**EXERCISE**
Pick out and copy every line in the items below that contains the string "heel". Case counts: match capital and lowercase letters as given.

━━━

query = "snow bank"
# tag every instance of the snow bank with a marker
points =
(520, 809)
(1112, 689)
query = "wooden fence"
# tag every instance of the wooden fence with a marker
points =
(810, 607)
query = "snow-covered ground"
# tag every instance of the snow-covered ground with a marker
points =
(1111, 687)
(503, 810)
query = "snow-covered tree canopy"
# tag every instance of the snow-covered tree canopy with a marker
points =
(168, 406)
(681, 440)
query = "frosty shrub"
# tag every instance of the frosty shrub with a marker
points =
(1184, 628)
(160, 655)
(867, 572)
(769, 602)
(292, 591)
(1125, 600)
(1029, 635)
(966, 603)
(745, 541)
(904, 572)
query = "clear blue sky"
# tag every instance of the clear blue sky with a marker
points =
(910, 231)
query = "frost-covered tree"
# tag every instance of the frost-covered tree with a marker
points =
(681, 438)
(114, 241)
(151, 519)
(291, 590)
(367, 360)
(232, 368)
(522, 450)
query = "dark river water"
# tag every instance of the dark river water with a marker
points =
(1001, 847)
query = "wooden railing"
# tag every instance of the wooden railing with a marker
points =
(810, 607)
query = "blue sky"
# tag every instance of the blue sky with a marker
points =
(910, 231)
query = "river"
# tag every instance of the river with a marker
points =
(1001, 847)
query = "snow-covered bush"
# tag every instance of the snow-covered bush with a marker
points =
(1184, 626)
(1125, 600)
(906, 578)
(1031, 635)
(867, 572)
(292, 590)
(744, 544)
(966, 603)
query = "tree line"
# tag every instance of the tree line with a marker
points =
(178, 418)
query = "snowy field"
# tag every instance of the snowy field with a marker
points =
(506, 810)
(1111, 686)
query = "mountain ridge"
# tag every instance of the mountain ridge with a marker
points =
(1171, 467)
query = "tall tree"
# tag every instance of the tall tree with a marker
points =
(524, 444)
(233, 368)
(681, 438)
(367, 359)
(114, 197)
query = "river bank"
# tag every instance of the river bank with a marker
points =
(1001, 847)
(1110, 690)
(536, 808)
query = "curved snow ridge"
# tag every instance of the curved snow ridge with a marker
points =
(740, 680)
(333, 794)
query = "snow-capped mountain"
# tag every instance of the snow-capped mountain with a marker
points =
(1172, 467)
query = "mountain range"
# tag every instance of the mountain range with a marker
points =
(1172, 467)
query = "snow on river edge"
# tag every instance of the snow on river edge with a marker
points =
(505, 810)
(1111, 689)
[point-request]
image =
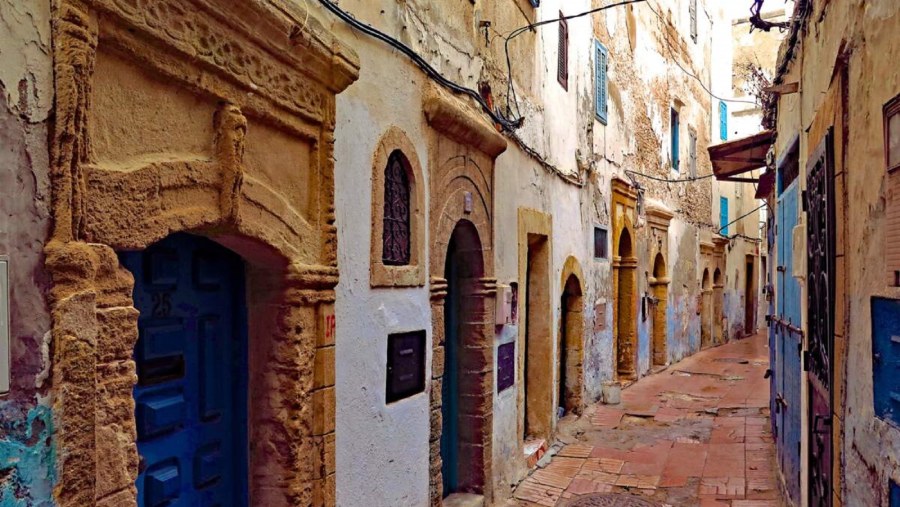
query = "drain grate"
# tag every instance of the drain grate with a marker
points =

━━━

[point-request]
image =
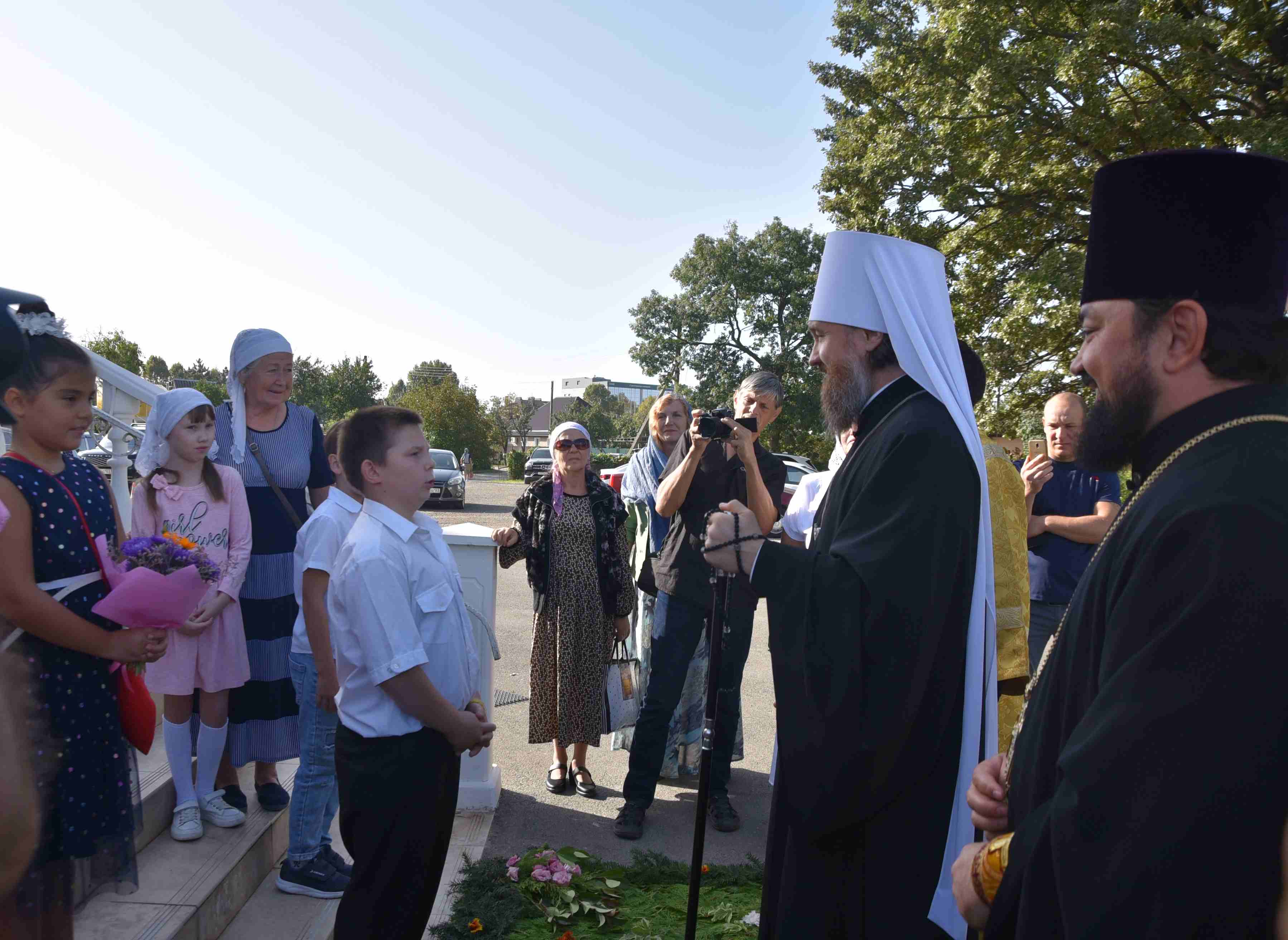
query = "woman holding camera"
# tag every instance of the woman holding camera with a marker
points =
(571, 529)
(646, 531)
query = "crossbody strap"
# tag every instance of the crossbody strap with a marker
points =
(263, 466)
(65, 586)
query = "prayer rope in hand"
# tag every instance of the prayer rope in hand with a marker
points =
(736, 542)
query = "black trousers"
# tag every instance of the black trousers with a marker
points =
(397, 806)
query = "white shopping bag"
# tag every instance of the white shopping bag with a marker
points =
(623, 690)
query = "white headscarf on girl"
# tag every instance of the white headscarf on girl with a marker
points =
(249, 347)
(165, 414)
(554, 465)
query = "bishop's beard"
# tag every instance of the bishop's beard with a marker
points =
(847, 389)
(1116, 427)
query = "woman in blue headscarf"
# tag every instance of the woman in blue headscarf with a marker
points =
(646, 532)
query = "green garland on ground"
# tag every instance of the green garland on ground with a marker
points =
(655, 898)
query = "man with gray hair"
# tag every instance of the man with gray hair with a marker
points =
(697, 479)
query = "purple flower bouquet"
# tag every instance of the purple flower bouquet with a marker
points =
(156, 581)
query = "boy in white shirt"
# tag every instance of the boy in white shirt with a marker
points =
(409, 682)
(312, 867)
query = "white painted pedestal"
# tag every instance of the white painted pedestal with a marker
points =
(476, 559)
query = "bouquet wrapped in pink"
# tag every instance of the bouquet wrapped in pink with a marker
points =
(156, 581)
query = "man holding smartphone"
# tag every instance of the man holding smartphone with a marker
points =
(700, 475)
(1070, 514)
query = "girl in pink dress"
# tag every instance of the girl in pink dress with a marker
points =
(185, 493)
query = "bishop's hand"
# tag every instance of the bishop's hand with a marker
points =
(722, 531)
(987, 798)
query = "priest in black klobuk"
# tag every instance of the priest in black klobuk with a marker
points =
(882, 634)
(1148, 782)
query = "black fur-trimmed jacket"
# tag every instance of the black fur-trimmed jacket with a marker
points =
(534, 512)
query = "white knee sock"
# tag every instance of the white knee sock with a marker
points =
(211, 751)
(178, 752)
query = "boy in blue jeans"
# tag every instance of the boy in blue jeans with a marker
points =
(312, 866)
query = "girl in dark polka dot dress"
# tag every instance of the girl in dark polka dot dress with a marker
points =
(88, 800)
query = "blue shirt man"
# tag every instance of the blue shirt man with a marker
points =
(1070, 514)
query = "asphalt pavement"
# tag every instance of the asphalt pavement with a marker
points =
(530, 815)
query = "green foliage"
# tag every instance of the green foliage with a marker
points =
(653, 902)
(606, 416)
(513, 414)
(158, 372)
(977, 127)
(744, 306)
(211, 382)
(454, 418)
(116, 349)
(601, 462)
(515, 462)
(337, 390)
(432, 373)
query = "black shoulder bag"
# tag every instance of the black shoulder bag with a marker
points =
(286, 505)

━━━

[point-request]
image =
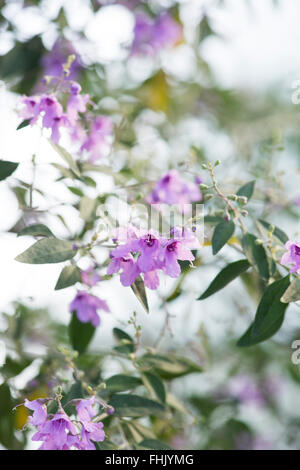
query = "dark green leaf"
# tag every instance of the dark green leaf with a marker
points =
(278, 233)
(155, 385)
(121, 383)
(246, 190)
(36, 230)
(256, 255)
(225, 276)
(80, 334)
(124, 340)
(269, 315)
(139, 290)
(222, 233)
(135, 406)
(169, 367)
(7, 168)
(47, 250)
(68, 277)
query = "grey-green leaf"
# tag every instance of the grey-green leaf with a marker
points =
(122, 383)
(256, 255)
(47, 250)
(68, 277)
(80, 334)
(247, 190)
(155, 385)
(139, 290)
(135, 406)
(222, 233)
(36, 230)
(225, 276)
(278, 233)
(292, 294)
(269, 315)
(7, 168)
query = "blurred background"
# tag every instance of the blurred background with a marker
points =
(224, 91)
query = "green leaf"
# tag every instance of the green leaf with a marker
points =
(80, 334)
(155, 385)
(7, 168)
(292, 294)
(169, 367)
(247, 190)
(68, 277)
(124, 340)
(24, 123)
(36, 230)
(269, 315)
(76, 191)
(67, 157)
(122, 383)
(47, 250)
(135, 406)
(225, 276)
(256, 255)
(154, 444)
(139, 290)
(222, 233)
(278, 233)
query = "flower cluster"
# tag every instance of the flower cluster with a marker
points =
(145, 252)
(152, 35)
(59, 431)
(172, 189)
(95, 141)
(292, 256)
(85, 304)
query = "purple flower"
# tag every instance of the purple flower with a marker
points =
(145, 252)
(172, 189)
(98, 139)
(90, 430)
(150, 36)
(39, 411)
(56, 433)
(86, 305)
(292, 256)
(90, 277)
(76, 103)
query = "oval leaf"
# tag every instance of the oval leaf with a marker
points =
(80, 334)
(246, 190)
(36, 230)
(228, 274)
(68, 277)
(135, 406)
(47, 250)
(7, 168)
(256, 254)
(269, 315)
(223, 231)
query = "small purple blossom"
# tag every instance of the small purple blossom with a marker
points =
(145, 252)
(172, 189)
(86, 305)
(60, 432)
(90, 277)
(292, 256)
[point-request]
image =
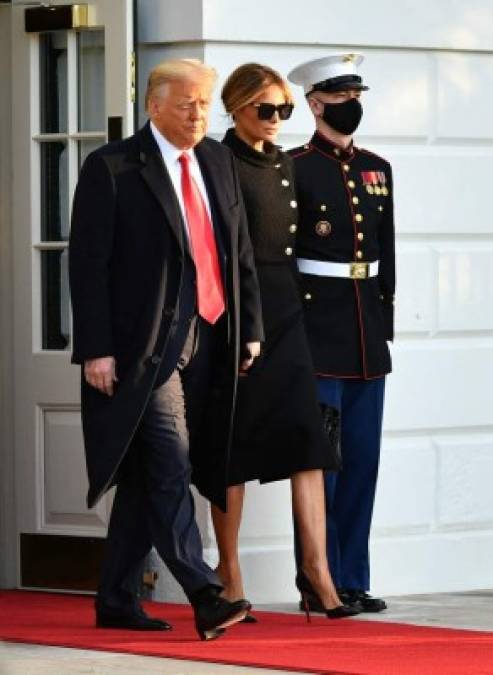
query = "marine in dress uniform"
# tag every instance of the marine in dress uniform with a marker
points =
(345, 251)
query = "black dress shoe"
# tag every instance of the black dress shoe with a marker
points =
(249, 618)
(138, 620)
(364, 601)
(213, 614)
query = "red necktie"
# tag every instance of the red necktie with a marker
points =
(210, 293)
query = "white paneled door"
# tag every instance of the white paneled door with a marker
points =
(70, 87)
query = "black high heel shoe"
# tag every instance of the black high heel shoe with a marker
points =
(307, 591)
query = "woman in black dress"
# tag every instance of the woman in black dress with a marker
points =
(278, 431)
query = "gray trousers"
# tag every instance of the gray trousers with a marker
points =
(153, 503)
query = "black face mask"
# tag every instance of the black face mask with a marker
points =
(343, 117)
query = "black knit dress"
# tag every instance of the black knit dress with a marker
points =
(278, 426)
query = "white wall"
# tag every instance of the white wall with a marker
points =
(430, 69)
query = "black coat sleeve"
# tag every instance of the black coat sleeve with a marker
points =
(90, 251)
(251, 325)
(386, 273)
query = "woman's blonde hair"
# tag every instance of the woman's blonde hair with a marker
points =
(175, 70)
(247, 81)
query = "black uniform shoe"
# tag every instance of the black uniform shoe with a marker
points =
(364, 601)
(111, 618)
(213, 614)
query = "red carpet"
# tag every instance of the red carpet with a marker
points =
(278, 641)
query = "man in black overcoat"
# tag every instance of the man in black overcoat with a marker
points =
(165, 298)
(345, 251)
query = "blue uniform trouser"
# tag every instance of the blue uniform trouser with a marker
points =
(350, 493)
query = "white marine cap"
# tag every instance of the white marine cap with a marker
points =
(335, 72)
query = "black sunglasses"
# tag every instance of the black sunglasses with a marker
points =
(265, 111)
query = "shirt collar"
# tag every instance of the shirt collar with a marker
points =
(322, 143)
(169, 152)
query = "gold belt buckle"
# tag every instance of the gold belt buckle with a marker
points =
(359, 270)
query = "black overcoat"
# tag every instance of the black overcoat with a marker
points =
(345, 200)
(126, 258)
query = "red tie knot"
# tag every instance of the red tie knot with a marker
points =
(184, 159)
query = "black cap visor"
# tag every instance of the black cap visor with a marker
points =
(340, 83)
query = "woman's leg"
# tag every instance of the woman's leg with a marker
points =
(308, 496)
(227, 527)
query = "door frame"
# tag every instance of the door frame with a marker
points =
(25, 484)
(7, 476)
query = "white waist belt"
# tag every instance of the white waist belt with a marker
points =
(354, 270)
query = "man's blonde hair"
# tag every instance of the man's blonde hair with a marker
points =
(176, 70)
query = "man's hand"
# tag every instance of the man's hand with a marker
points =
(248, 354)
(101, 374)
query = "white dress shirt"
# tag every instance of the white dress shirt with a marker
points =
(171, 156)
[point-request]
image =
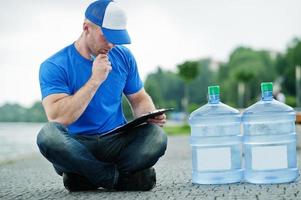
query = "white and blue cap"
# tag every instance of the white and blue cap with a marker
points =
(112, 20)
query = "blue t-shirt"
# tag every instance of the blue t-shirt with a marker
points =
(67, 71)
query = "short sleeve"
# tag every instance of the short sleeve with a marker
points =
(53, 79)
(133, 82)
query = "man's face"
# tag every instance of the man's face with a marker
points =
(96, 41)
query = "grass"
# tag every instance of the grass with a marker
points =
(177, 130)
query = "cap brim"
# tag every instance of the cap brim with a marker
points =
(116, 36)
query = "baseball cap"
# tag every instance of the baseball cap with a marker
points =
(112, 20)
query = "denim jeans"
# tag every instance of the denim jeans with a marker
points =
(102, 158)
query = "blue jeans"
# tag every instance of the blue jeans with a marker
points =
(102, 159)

━━━

**RESPONSE FOR THIS EXERCISE**
query = "black high heel shoe"
# tag every instance of the black high heel shoe with a marker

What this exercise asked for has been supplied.